-------- Provided text

Changes in the export of organic matter to the seafloor due to global changes will impact food webs and benthic ecosystems where 98 per cent of the ocean's biodiversity can be found. The seafloor is the largest habitat on the planet, and benthic organisms play a key role in global carbon budgets.
The Earth is teetering toward climate crisis. The ocean, more than anything, is helping to keep the balance. But emerging science shows the ocean’s ability to absorb carbon and regulate temperatures is changing in ways we don’t understand. It is a change that is not accounted for in global climate targets. It’s a risk we can no longer afford to take. The time has come to transform climate action.
Ocean sediments represent Earth’s largest interactive landscape for carbon storage, yet most ocean models ignore or minimally consider the diverse seafloor habitats. These habitats encompass the largest surface area of carbon sources and sinks – more than all other habitats on Earth combined. Moreover, the seafloor or benthic habitat is home to 98 per cent of the ocean’s species, most of which are still unknown.
With his team, Laval oceanographer Dr. Philippe Archambault investigates the ecology of benthic or seafloor habitats, from the land-sea interface spanning productive kelp bed habitats along shorelines, to aphotic deep-sea environments. A better understanding of these unknown habitats will contribute to producing reliable climate change models, protecting essential ecosystems and better estimating ocean ecosystems' roles in organic carbon accumulation and long-term sequestration.

----------------

**Work request:** Please write a continuation of the seafloor passage, picking up after its final sentence. The records have no connection to the seafloor passage.

-------- Source data

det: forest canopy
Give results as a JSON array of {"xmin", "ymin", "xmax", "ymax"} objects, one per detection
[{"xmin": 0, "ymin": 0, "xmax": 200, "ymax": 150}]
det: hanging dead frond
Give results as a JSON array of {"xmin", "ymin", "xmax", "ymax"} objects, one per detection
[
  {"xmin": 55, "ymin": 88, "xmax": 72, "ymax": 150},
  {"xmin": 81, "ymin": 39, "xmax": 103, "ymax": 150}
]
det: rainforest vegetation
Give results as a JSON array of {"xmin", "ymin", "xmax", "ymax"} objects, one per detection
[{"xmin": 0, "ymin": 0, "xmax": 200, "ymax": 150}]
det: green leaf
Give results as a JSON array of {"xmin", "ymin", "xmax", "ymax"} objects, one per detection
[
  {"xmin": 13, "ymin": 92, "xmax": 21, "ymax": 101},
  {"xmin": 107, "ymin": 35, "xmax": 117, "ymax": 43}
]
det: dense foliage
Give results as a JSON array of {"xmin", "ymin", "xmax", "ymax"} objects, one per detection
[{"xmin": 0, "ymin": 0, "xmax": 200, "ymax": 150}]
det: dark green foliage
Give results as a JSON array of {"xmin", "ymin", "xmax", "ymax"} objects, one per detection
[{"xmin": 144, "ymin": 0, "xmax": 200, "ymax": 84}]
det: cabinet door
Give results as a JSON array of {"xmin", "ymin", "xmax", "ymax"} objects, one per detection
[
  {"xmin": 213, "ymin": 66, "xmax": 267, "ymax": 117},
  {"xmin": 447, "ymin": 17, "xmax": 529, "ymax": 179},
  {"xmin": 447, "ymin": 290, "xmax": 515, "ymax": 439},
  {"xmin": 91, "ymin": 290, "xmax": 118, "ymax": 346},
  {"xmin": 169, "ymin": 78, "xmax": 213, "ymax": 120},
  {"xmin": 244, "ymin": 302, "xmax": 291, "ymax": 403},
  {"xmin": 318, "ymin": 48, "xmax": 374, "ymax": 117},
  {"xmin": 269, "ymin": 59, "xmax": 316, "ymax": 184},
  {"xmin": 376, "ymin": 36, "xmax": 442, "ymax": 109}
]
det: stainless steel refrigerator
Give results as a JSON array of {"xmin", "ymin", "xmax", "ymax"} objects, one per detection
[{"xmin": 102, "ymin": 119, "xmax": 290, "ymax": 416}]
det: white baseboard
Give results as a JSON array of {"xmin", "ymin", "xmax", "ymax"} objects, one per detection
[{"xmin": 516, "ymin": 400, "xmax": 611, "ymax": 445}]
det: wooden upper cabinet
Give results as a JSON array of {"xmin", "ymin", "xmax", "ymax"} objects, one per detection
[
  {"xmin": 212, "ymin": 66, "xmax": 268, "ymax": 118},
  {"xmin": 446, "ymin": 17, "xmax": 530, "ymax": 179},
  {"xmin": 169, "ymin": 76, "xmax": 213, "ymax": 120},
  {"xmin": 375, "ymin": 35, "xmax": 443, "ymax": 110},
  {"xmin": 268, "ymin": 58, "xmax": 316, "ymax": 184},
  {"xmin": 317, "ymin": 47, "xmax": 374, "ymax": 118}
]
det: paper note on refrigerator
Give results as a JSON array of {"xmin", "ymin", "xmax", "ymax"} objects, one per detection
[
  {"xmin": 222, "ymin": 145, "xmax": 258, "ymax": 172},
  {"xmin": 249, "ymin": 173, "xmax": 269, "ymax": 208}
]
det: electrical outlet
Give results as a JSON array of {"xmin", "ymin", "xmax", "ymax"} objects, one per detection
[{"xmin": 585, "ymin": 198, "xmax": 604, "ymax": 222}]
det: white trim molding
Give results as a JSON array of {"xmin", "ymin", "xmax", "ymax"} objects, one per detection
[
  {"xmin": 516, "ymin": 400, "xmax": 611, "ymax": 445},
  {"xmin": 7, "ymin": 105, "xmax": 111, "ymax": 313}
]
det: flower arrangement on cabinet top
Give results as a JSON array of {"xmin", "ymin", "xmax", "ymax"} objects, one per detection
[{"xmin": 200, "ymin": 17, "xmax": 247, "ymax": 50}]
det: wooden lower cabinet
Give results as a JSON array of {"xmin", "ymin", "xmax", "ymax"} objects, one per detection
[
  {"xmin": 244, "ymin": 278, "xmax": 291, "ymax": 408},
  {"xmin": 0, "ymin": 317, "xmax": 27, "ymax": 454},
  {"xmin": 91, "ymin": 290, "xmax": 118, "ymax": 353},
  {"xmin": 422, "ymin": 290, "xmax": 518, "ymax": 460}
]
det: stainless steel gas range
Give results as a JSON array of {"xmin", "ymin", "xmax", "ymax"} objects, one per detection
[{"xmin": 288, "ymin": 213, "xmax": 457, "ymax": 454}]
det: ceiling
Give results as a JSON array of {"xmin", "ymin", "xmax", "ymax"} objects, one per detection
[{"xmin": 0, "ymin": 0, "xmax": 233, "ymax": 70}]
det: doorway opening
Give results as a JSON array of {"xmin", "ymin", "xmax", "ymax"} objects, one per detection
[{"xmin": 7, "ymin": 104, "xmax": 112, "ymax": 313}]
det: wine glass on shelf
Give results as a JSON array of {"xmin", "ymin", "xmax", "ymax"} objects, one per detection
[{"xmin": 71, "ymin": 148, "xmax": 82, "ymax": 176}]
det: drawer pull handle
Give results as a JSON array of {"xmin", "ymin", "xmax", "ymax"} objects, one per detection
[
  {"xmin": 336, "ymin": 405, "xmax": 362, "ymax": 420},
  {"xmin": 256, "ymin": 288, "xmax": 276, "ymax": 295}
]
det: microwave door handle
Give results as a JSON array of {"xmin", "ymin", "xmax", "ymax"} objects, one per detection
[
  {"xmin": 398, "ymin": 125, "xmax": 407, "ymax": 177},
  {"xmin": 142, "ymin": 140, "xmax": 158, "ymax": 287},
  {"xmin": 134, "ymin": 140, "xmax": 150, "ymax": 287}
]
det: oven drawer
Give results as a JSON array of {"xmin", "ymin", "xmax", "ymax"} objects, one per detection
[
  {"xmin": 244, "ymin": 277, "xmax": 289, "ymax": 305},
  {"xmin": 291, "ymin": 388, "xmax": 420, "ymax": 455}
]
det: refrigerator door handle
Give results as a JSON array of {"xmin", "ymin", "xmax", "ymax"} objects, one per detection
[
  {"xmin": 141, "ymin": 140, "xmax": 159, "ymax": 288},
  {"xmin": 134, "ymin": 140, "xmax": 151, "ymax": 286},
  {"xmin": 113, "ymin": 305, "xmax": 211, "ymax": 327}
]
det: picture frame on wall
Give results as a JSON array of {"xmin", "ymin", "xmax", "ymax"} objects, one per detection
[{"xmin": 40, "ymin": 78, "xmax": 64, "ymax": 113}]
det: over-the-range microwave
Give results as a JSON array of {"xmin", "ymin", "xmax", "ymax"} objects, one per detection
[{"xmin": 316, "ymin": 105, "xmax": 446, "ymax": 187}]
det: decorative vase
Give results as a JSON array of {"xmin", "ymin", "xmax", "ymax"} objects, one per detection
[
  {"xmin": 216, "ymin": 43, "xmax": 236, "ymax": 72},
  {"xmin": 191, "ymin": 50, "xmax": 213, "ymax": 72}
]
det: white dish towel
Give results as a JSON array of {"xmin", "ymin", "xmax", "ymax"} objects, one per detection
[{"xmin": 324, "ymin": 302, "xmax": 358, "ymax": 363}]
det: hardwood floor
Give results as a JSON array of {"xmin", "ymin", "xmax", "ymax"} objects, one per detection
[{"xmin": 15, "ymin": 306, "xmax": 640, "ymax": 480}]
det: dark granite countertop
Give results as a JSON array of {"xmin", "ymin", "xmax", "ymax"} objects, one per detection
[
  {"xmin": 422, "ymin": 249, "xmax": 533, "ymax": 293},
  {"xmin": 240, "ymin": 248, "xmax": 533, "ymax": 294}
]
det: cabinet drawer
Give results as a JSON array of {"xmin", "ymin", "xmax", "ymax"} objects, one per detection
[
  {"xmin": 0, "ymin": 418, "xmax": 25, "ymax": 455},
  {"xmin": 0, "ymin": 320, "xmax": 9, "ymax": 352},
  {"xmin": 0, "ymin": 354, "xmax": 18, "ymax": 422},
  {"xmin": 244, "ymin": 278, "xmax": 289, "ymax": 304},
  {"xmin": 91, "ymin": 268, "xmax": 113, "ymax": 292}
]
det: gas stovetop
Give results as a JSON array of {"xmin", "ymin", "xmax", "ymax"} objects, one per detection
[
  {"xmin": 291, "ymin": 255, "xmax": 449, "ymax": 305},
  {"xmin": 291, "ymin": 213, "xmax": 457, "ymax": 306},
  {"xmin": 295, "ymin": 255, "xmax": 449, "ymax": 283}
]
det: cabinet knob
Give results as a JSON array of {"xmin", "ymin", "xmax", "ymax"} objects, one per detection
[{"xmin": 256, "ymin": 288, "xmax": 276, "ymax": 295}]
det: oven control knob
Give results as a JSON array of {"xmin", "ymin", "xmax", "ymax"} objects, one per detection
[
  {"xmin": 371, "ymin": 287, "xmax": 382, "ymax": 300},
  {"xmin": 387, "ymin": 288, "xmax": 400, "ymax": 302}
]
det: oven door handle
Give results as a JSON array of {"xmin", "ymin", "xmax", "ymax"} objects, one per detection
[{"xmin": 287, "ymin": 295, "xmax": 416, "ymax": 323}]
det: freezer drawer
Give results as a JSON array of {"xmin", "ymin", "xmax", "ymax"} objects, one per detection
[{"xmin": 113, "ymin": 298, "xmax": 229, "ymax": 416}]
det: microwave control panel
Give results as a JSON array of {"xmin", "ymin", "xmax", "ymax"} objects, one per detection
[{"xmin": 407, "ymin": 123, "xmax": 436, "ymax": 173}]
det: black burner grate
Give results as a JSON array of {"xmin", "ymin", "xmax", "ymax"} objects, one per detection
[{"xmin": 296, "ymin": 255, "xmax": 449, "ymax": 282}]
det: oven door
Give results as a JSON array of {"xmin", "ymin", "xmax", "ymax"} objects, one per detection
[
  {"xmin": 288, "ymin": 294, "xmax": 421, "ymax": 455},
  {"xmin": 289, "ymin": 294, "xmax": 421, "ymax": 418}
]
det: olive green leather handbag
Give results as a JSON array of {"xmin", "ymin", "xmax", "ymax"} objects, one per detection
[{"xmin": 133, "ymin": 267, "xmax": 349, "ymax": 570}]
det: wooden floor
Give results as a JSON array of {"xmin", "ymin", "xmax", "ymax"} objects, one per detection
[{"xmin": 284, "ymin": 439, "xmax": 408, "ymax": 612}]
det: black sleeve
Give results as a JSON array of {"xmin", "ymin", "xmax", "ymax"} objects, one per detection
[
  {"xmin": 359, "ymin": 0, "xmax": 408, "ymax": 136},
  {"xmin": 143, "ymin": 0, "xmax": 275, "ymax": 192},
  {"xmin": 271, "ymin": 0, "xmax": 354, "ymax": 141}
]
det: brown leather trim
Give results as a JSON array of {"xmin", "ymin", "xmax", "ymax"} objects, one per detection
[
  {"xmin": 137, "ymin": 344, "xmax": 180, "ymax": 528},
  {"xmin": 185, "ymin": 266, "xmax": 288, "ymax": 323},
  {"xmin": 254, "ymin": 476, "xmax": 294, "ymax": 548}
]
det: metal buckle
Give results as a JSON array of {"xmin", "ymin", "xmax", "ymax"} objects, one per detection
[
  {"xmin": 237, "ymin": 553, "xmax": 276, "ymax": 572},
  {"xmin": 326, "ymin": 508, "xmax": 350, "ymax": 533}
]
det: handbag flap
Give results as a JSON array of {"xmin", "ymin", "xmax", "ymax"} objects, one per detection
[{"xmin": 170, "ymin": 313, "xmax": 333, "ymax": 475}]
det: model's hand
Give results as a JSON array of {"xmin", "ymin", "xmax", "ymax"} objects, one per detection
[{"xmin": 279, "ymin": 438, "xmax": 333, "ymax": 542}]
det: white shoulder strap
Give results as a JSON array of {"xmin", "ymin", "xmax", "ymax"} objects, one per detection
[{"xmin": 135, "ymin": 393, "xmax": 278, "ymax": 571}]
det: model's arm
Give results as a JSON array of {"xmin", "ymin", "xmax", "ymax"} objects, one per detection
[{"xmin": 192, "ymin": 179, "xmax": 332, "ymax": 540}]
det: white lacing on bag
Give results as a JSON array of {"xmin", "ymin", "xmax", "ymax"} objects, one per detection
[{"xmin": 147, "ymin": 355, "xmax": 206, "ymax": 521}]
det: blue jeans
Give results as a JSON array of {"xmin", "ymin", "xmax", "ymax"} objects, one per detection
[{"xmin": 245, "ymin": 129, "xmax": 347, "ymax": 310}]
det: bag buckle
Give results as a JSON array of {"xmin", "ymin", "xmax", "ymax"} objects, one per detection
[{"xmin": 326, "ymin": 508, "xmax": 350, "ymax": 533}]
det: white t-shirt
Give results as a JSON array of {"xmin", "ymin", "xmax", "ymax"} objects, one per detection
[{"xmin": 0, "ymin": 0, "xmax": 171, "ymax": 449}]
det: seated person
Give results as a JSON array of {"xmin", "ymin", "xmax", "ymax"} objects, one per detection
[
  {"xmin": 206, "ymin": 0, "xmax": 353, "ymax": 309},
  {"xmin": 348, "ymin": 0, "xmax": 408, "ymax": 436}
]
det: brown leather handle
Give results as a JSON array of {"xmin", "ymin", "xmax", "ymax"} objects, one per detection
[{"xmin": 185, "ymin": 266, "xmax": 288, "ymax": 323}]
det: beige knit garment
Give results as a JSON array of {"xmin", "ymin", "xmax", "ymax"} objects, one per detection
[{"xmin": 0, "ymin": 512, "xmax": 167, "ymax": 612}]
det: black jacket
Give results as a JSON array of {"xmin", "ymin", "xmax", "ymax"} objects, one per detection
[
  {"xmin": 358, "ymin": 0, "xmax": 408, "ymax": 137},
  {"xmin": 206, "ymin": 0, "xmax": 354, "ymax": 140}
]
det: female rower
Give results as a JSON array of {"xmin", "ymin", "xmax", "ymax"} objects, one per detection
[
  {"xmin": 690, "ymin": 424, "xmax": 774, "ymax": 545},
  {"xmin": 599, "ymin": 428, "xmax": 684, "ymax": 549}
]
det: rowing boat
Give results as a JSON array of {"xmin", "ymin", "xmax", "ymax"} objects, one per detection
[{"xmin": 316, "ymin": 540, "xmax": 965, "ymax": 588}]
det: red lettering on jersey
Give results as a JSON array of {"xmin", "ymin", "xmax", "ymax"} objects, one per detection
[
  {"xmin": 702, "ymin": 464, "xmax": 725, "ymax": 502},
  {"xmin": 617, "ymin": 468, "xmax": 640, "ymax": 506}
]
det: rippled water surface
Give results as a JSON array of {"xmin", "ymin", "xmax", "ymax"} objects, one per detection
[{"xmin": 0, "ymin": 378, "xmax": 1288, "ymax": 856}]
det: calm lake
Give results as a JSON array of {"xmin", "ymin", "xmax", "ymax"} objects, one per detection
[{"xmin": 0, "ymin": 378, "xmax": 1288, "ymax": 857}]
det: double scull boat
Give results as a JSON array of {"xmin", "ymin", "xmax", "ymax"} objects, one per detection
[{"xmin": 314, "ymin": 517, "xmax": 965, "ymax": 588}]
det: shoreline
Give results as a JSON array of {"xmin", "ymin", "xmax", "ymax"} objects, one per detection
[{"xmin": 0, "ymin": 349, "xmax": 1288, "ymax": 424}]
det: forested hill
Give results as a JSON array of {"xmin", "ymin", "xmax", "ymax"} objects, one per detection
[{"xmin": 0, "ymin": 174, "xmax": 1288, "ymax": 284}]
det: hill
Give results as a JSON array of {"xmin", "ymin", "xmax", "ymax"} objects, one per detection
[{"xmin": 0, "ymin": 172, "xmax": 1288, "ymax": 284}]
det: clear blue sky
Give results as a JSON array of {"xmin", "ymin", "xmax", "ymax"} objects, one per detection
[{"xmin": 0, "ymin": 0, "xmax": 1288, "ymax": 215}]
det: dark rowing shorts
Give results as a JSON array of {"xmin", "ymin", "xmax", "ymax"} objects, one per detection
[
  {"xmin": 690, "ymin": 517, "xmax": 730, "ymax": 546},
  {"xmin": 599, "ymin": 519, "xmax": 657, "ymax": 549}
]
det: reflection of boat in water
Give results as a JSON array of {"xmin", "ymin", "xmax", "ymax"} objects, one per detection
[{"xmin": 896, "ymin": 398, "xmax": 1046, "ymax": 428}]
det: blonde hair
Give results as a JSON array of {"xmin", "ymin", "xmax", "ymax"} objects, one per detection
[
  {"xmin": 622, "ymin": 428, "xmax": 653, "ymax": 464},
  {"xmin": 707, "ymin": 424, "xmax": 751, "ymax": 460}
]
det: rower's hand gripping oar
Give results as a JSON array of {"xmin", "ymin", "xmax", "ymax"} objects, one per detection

----------------

**Exercise result:**
Oceans play an essential role in climate regulation by absorbing fossil fuel emissions through chemical processes collectively known as the “ocean carbon pump”. In response, the ocean is changing at an uncertain rate, and its capacity to buffer human impact remains unknown, enhancing the urgent need to reduce uncertainty at the ocean-climate nexus.
The Arctic is influenced by important currents and climatic processes that regulate its ecosystem. The massive southward Arctic outflow of fresh meltwater that flows down in Baffin Bay has the potential to drastically modify ecosystem processes within Baffin Bay and affect the ocean carbon pump in impacted downstream areas of the Northwest Atlantic.
Dr. Archambault and his team investigate the underestimated role of the benthic component of the carbon pump. Recently, new results suggest that life at the ocean floor is contributing significantly to the biological process and playing an important role in ecosystem dynamics, carbon absorption and, therefore, climate regulation.
By linking fundamental biodiversity questions and theoretical research on global change and its effects on ecosystem functioning, Dr. Archambault and his team hope to influence applied science and policymaking.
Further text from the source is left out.